**TRECHO DO TEXTO:**
Publicado na edição 365 (1ª quinzena de julho de 2013)

Thayssa Rodrigues

Há três edições o Jornal Posto Seis começou um especial sobre as vilas de Copacabana, suas particularidades e encantos. Na edição passada, foi abordada a tradição encontrada em algumas delas e as festas comunitárias organizadas, nas ruas, por seus moradores. Agora, são histórias e lembranças vividas lá dentro que serão resgatadas. O dia a dia de uma infância entre as ruas do vilarejo, as brincadeiras das férias e a turma de amigos conquistados nesses lugares, ficam na memória de quem passou a vida inteira dentro desse ambiente. Crianças que cresceram e procuram, hoje em dia, transmitir aos seus filhos e netos o prazer da liberdade encontrada ali, dividem um pouco de suas histórias e contam alguns momentos que se renovam ao longo das gerações.


Na Rua Pompeu Loureiro, número 38, um portão de ferro posicionado entre dois grandes edifícios, indica haver ali um espaço preservado entre os arranha-céus do bairro. É nessa vila que vive, há 60 anos, Maria Ester Bauer, de 88. A moradora lembra com saudades da infância dos três filhos, que criou no local. “Para eles foi ótimo crescer na vila. Tinham uma turma de garotada e viviam brincando por essa rua. Eu podia ficar tranquila, pois sabia que estavam se divertindo em um lugar seguro”. Ela conta, ainda, que hoje os filhos estão todos crescidos, mas sempre que voltam para visitá-la recordam, com carinho, muitas histórias do lugar. Rogério, um deles, que acaba de chegar a casa da mãe, com a esposa, para alguns dias de descanso, afirma considerar o espaço como sendo palco de bons momentos. “Minha infância foi maravilhosa! Lembro que jogava futebol aqui mesmo, em frente a nossa casa, com uma turma de amigos que viviam juntos. Tinham umas 20 crianças aqui e nós passávamos o dia todo na rua brincando! Sempre que volto lembro das coisas boas com muita saudade”, relata, sendo interrompido, animadamente, pela mãe: “ele aprendeu a dirigir aqui! Andava com o carro para frente e para trás várias vezes seguidas!”, recorda Maria Ester.


A matriarca, aliás, gosta tanto do recanto, que mesmo após a mudança dos filhos, decidiu permanecer na casa, que segundo ela alia praticidade característica do bairro ao sossego oferecido pela vila. “Estou habituada com esse estilo de vida, gosto da tranquilidade que tenho aqui dentro e acho difícil encontrá-la fora daqui. Minha filha, por exemplo, mora em um condomínio da Barra da Tijuca e precisa de carro para tudo o que deseja fazer fora de casa, eu não me acostumaria a viver assim. Aqui tenho a segurança e a tranquilidade, mas saindo do portão posso fazer tudo o que queira a pé”, afirma Maria Ester. Além disso, ela comenta o encanto dos netos ao entrarem nesse ambiente: “Meus netos moram longe, por isso, nem sempre podem vir a minha casa, mas quando vem adoram o espaço que encontram aqui na vizinhança!”. A área livre, aliás, é o diferencial apontado por outro morador do mesmo vilarejo, o gerente de marketing, José Luiz: “O que falta na Zona Sul é, justamente, espaço e isso é o que nós preservamos aqui e o que mais encanta as crianças”.

**TAREFAS ESCRITAS:**
A. Responda a estas perguntas sobre o texto das vilas de Copacabana:
(i) Há quantos anos Maria Ester Bauer mora na vila da Rua Pompeu Loureiro?
(ii) Segundo Rogério, quantas crianças havia na vila?
(iii) Onde mora a filha de Maria Ester?
B. Dê sequência ao texto sobre as vilas de Copacabana, começando logo depois da última frase.

**AMOSTRAS DE DADOS:**

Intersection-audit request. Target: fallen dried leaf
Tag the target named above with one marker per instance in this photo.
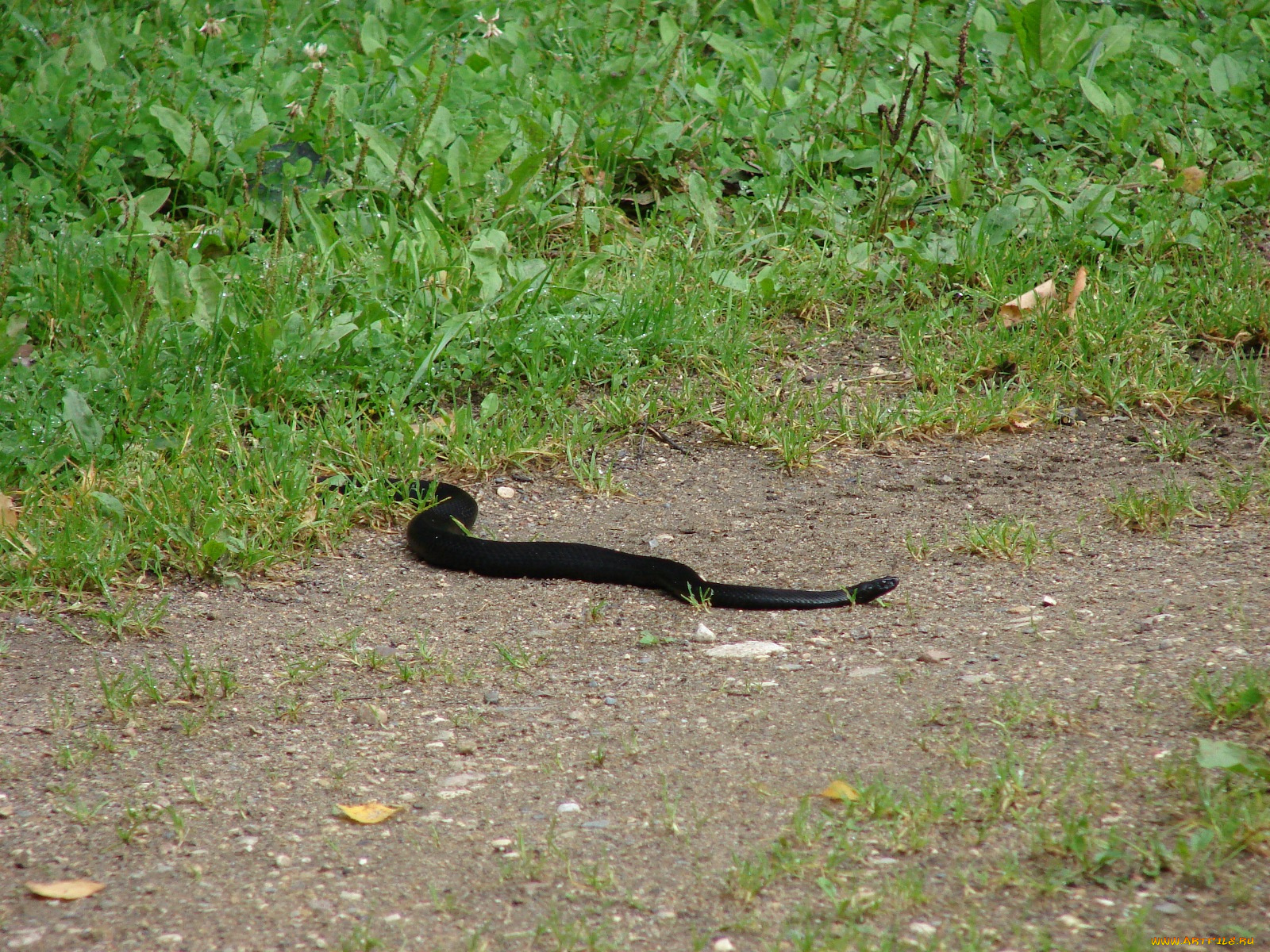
(933, 657)
(368, 812)
(65, 890)
(8, 512)
(840, 791)
(1191, 179)
(1079, 283)
(1013, 311)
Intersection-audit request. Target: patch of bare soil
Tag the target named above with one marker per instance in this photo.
(578, 774)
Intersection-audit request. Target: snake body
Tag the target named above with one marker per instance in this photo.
(436, 537)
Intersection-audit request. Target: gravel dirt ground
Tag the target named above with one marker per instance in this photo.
(577, 772)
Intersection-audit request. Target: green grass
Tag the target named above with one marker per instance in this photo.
(1006, 537)
(1225, 700)
(233, 262)
(1153, 509)
(1038, 828)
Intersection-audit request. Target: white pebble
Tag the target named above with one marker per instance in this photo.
(747, 649)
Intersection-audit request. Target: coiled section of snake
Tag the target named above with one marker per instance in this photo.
(436, 537)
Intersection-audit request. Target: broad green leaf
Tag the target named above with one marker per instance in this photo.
(110, 505)
(764, 12)
(374, 36)
(1225, 755)
(1115, 41)
(948, 160)
(1098, 98)
(486, 254)
(207, 295)
(178, 127)
(444, 336)
(525, 171)
(704, 201)
(167, 282)
(188, 140)
(486, 152)
(727, 48)
(730, 281)
(79, 416)
(668, 29)
(152, 201)
(114, 287)
(1225, 73)
(381, 145)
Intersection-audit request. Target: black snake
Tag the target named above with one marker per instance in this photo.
(436, 537)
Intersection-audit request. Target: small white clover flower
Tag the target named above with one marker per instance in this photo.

**RESPOSTAS:**
A.
(i) Há 60 anos.
(ii) Umas 20 crianças.
(iii) Em um condomínio da Barra da Tijuca.

B.
Atravessando a rua, quase em frente, no número 31, há um outro conjunto de casas muito elogiado por seus proprietários, que se transforma em área de lazer para a criançada nas férias escolares. Mesmo nos tempos modernos, em que a tecnologia parece ser a principal atração para os mais jovens, a rua ainda é considerada um dos lugares preferidos por muitos deles na hora do lazer, conforme conta uma moradora do local que prefere não se identificar: “Os amigos dos meus filhos vem todos para cá brincar, não querem saber de outra coisa! Brincam na rua como se estivessem em uma cidade do interior, sem preocupações, tempo ou eletrônicos. Ninguém quer ficar dentro do apartamento tendo uma área como essa disponível para se divertir, por isso, acabam todos vindo para cá”. A proprietária conta, ainda, que além do público infantil, a vila agrada muito também a grupos da terceira idade, que costumam bater papo na porta de casa: “Você pode reparar que a maioria das casas tem banquinhos na entrada, justamente por isso. É um ambiente propício a convivência entre todas as idades”, explica. O zelador da vila, Joelson da Silva, que trabalha no lugar há 24 anos, destaca a simplicidade da infância dos que vivem ali: “vi muita criança crescer nessa rua, pessoas que hoje já são casadas e tem filhos. São todos muito educados e tranquilos, viviam brincando aqui fora uns com os outros numa boa. Acho que muito disso vem do lugar. A vila proporciona uma vida diferente, harmoniosa mesmo!”. Ele relata, ainda, nunca ter presenciado um assalto sequer por ali, durante todos os anos de trabalho.


Algumas quadras adiante, na Rua Cinco de Julho, 284, mais um amante das vilas recorda suas boas experiências. O autônomo Fernando Quintaes, que também passou a vida nesse ambiente relata suas aventuras de menino: “tive uma liberdade muito grande aqui, o que para a criança e o jovem é uma sensação incrível! Joguei muita bola nessa rua com os amigos daqui mesmo, sem falar na facilidade e autonomia que sentia ao entrar e sair de casa a hora que fosse desde pequeno, sem problemas. Meus filhos adoram vir a casa da minha mãe pelo mesmo motivo, acho que toda criança admira um espaço assim”. Moradora da mesma vila, a aposentada Maria Cristina, orgulha-se de ter criado o filho, hoje com 25 anos, nesse lugar que, segundo ela,é bucólico e tranquilo. “Posso dizer, sem sombra de dúvidas, que aqui ele teve uma infância maravilhosa!” O que todos esses habitantes possuem em comum é a alegria de viver em um mundo apontado por eles como sendo um universo quase particular, que conserva, mesmo nos dias de hoje, valores tradicionais. Segundo eles, a oportunidade de se divertir com simplicidade, na porta de casa, como faziam pais e avós, ainda é possível e fascina a adultos e crianças. Pique e pega, pique esconde e futebol de rua tomam o lugar de videogames, celulares e televisão e deixam na memória momentos inesquecíveis, que se repetem ao longo das gerações.